[ih] Archiving Internet history

Joe Touch touch at strayalpha.com
Thu Feb 16 10:08:45 PST 2023


FYI, even cemeteries don’t preserve things “forever”. Plots are leased, not sold. Libraries disappear, universities dissolve, and churches are sold and rebuilt.  

I don’t think this group will find a new solution. 

> On Feb 16, 2023, at 10:03 AM, vinton cerf via Internet-history <internet-history at elists.isoc.org> wrote:
> 
> John,
> thanks for your thoughtful intervention. Your conclusion leads me to wonder
> about business models that might produce the desired resilience.
> Preservation by accident is not a plan and so often that's all that we
> achieve.
> 
> v
> 
> 
>> On Thu, Feb 16, 2023 at 1:08 AM John Gilmore <gnu at toad.com> wrote:
>> 
>> vinton cerf via Internet-history <internet-history at elists.isoc.org> wrote:
>>> wow thanks for this lengthy history. So many familiar names. I sure hope
>>> this mailing list does get archived properly as it contains a wealth of
>>> information it would be hard to re-create in the future.
>> 
>> Besides the internet-history mailing list's archives here:
>> 
>>  https://elists.isoc.org/pipermail/internet-history/
>> 
>> I have also been using an Archive-It account to make periodic copies of
>> that web site in the Internet Archive here:
>> 
>> 
>> https://wayback.archive-it.org/15071/20230114211520/https://elists.isoc.org/pipermail/internet-history/
>> 
>> These are accessible via the Wayback Machine as well as via
>> the page for this collection, here:
>> 
>>  Internet and Unix History
>>  https://archive-it.org/collections/15071
>> 
>> As you can see there, it's set up to periodically scan various other URLs;
>> please suggest others that are of historic interest, and I can add them.

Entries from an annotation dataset
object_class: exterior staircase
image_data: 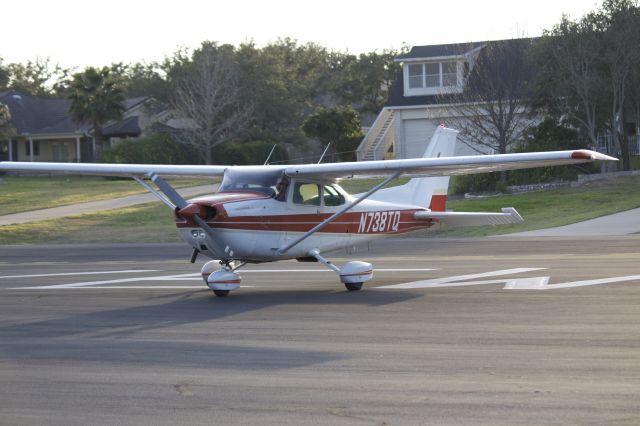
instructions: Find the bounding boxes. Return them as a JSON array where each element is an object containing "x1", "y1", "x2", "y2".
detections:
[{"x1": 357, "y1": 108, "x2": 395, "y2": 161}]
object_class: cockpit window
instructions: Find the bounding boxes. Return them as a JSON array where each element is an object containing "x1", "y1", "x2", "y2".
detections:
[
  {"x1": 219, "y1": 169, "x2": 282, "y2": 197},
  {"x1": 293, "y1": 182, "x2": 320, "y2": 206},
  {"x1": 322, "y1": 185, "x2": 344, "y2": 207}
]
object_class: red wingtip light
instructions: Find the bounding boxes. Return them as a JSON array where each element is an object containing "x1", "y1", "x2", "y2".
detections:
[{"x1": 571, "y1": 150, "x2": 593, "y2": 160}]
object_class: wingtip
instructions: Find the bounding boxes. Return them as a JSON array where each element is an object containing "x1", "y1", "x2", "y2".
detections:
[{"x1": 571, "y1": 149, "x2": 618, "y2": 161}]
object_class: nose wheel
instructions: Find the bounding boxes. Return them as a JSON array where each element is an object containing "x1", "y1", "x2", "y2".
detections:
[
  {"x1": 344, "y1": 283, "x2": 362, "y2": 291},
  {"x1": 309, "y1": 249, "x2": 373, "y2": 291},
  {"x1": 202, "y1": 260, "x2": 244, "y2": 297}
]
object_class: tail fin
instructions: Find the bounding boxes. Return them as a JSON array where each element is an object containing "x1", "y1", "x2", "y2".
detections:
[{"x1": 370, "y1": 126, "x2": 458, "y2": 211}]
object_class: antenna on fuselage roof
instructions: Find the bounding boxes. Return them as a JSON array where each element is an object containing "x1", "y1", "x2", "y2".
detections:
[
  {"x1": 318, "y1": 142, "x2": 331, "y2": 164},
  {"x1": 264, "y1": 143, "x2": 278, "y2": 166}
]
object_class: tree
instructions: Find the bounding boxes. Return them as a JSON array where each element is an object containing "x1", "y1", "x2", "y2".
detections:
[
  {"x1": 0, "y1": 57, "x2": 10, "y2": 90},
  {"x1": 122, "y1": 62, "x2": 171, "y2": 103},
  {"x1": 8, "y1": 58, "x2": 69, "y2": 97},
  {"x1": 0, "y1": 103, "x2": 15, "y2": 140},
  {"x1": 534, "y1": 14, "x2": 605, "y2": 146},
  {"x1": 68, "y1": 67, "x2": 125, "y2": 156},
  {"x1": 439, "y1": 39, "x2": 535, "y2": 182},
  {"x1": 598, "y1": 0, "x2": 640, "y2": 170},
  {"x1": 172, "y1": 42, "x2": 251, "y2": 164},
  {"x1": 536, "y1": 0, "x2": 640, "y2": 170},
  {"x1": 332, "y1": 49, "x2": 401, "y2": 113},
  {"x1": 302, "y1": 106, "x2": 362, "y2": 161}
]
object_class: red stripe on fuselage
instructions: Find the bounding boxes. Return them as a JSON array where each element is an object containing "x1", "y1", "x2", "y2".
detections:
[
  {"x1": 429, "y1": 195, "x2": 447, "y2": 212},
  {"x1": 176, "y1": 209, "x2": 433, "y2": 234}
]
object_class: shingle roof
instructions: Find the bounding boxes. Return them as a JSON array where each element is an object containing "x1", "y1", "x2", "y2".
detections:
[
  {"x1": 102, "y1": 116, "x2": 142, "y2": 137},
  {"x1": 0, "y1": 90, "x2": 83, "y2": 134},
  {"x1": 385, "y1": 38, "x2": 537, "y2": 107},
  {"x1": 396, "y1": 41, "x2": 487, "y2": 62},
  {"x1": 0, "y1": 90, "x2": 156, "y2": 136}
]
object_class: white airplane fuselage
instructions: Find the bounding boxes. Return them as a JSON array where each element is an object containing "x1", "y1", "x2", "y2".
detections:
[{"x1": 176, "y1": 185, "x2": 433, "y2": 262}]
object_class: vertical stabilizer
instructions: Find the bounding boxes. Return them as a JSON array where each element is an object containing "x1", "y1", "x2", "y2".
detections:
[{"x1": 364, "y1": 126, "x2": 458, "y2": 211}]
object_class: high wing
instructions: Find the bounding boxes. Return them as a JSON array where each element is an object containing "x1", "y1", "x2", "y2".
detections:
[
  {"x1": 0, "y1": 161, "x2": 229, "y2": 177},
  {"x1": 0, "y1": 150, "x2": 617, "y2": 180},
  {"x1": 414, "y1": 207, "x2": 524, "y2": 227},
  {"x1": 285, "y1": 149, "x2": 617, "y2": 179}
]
---
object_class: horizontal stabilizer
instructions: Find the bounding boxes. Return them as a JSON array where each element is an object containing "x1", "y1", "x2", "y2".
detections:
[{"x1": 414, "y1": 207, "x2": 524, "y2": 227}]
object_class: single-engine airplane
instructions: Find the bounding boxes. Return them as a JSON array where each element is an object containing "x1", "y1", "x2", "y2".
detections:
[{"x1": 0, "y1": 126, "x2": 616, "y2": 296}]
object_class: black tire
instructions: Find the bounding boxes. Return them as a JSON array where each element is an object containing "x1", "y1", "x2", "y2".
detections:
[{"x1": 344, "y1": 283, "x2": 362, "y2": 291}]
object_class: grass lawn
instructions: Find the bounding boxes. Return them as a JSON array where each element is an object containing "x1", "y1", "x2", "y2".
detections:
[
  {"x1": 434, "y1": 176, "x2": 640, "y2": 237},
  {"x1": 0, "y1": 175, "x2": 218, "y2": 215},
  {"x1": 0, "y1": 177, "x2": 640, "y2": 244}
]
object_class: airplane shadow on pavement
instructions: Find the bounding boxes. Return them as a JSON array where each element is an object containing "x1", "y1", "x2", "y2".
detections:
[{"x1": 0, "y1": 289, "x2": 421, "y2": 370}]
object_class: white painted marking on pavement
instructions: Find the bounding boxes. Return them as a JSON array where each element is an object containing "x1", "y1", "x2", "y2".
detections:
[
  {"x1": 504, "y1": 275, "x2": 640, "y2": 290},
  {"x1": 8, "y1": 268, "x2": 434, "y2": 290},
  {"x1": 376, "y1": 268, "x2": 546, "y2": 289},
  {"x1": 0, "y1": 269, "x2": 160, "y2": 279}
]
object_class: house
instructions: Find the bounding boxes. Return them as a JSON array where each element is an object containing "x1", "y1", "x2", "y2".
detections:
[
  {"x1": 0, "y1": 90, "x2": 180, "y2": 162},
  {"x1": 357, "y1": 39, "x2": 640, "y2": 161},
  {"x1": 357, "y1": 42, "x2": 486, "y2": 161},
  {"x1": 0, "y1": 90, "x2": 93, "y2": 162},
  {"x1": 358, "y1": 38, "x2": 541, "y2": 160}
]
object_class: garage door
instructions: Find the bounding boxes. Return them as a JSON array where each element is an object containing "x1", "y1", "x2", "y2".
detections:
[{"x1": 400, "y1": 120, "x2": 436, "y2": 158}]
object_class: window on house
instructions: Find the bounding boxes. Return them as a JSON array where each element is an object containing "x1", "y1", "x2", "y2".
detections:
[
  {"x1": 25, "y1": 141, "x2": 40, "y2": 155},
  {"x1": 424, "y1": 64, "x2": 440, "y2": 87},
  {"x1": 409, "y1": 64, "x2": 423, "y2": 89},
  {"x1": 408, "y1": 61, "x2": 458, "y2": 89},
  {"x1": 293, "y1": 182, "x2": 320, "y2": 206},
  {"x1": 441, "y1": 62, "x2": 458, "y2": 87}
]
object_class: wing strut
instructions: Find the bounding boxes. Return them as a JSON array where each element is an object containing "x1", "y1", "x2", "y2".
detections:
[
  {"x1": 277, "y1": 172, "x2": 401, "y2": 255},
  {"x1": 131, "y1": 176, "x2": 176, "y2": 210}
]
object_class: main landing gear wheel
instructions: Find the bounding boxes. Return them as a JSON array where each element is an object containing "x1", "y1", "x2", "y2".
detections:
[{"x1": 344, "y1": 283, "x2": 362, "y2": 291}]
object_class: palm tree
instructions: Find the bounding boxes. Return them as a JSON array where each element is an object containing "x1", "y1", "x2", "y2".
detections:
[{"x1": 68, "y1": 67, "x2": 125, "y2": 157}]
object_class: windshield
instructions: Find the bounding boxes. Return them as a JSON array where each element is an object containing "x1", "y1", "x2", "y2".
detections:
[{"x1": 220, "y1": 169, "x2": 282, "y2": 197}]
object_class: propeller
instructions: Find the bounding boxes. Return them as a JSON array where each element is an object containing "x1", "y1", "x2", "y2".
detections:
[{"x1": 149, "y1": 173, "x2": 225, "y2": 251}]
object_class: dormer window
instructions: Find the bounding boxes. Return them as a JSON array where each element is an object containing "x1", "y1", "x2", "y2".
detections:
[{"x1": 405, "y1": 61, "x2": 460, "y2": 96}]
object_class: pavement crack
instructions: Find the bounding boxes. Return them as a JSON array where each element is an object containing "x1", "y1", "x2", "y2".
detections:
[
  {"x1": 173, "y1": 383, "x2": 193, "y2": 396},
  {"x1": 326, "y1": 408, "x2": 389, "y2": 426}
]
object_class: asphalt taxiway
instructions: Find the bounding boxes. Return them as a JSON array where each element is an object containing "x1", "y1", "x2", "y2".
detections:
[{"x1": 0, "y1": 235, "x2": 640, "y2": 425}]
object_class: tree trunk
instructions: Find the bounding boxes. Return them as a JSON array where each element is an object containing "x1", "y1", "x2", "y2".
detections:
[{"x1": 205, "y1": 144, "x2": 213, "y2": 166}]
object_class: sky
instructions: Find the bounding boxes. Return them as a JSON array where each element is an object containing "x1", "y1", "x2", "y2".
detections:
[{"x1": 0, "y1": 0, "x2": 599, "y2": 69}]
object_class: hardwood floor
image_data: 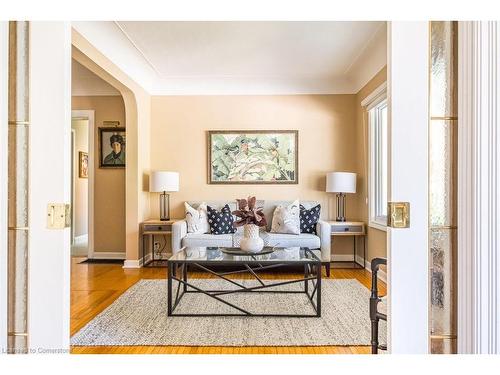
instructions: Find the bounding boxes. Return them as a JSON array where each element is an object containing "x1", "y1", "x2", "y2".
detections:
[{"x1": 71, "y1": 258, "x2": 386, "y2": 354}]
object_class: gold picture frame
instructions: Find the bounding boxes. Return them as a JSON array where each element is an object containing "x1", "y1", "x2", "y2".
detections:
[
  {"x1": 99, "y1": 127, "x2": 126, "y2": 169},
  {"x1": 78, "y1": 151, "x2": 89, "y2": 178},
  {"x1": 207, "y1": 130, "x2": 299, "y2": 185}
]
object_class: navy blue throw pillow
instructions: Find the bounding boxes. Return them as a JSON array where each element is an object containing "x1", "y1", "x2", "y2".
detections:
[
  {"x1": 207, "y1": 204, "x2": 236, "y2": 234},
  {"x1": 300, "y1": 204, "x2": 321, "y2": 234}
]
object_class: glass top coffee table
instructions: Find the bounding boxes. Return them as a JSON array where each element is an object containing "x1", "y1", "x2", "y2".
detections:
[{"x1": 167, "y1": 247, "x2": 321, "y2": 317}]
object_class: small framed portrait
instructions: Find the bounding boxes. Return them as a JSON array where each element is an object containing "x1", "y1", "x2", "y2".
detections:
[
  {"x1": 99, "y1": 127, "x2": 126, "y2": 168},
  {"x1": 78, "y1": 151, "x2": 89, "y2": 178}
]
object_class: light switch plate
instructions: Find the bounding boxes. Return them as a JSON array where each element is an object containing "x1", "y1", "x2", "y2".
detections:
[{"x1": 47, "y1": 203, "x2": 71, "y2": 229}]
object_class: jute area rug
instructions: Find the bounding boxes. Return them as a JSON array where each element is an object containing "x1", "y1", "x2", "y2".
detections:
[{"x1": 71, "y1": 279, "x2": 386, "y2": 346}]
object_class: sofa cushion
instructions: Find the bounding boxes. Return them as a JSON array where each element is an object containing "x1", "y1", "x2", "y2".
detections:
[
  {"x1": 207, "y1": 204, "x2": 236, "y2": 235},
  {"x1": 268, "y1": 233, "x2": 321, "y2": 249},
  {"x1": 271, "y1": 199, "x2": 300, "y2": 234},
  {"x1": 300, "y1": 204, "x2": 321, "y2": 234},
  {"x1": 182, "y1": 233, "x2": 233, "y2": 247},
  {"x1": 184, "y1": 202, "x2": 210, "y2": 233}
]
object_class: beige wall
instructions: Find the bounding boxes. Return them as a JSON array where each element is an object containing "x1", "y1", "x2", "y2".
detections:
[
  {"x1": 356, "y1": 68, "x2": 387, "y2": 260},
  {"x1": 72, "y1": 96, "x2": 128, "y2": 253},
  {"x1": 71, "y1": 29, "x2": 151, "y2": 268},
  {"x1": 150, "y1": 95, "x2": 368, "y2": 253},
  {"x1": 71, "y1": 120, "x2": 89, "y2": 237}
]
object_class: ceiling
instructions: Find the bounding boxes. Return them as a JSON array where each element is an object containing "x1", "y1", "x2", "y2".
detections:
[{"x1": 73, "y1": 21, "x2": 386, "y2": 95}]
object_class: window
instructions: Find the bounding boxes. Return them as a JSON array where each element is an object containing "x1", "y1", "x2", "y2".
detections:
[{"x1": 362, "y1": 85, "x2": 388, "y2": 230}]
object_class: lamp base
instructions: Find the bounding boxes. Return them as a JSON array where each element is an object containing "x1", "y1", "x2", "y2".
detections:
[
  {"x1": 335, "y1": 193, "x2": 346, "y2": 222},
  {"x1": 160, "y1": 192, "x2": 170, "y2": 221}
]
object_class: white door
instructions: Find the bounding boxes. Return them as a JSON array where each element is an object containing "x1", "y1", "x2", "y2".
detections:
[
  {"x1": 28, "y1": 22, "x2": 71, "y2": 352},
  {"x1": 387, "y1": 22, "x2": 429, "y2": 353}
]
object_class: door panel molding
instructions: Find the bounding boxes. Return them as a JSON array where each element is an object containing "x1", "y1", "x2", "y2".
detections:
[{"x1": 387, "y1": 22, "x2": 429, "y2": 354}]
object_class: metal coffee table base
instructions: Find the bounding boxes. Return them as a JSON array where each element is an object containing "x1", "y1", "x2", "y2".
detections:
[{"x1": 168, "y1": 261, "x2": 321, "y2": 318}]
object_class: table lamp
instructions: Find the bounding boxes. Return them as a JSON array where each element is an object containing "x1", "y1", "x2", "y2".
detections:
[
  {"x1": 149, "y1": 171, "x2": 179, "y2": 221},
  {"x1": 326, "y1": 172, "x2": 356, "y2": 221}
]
--
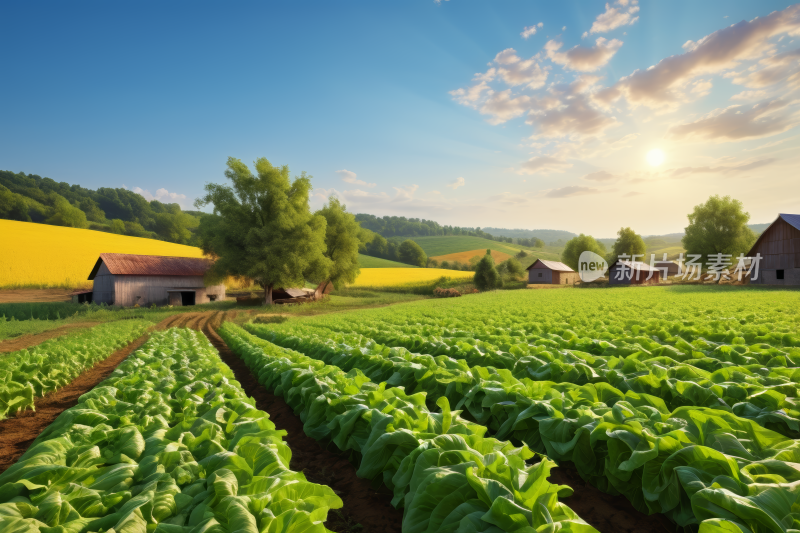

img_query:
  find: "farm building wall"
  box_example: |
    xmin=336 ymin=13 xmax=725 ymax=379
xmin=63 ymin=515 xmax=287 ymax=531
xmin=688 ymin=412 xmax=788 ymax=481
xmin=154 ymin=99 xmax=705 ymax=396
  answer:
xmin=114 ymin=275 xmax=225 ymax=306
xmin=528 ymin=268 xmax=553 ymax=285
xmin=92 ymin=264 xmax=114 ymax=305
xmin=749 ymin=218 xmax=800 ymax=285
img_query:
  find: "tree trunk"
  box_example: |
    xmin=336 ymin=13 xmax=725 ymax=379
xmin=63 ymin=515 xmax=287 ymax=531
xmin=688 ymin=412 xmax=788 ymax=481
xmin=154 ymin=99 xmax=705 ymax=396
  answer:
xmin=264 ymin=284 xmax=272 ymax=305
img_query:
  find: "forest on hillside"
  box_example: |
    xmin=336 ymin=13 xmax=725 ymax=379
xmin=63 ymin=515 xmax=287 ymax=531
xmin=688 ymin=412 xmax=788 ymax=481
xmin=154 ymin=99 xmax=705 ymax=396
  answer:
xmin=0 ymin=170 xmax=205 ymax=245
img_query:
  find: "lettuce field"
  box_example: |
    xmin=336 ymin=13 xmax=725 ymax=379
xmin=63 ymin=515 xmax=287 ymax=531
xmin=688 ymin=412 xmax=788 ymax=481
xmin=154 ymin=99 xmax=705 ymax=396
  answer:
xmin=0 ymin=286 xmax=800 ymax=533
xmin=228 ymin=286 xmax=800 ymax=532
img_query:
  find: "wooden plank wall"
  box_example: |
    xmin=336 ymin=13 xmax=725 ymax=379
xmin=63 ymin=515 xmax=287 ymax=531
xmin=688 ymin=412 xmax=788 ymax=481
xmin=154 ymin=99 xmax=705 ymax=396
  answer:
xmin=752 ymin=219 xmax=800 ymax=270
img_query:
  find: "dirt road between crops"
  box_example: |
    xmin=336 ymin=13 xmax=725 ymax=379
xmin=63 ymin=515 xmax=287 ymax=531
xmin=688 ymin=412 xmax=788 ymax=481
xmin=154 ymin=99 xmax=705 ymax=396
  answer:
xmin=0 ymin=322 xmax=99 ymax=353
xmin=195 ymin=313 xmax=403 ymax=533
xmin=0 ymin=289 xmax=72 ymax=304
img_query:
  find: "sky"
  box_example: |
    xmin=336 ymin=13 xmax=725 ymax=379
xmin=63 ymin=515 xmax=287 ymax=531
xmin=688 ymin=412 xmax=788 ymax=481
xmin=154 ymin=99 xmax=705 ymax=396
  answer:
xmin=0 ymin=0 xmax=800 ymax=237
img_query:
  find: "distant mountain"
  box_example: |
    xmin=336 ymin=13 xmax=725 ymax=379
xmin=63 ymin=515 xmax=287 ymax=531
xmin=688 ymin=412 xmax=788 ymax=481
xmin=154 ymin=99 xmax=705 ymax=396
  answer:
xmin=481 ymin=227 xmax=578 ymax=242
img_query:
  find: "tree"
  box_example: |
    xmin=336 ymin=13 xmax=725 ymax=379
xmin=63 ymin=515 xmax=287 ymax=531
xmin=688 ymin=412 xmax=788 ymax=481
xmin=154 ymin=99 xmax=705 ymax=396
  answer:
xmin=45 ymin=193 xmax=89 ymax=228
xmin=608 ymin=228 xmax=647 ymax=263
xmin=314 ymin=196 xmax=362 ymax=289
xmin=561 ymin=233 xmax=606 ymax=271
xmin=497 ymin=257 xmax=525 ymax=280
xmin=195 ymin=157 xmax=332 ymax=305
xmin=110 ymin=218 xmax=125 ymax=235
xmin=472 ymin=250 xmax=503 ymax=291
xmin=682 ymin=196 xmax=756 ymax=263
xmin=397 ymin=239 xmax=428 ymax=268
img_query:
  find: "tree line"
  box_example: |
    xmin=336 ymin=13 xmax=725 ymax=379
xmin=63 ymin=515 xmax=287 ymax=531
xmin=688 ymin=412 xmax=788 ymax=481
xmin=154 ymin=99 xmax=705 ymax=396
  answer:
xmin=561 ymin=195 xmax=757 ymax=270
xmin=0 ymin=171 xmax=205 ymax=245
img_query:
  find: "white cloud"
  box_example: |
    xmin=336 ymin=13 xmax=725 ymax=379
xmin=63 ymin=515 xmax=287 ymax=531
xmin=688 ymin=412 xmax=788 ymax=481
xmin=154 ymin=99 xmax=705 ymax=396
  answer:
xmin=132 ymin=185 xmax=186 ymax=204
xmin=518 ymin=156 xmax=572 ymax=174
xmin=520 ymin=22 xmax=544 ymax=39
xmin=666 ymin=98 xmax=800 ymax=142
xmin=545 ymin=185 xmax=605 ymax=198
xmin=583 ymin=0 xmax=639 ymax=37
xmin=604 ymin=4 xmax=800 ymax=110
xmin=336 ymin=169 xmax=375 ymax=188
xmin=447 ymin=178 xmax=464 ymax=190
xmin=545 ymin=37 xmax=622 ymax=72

Exercise instructions:
1 - In the mailing-list thread on archiving Internet history, what does Joe Touch say is done with cemetery plots instead of selling them?
2 - Continue the mailing-list thread on archiving Internet history from its final line.

Outputs by task:
1 - They are leased.

2 -
>> 
>> FYI, the Wayback Machine does not necessarily get deep copies of every
>> web site.  Their focus is on breadth, so if a website has a thousand web
>> pages, perhaps they will get 50 or 100 of them in each crawl.  Also,
>> there are enough websites which are designed to "trap" a web crawler and
>> cause it to waste a lot of its time, storage and bandwidth uselessly, so
>> the main crawler doesn't keep going.  So, if there's a deep collection
>> (for example, ALL the source code to reproduce a popular Linux
>> distribution) that you think is worth saving for the future,
>> Archive-It.org is one way to get it saved for posterity.
>> 
>> Also FYI, the Internet Archive is an example of the philosophy of
>> putting all your eggs in one basket and watching that basket intently.
>> The (untested) theory is that the collection will be too valuable to let
>> it fall apart later.  A distributed system (like LOCKSS for example)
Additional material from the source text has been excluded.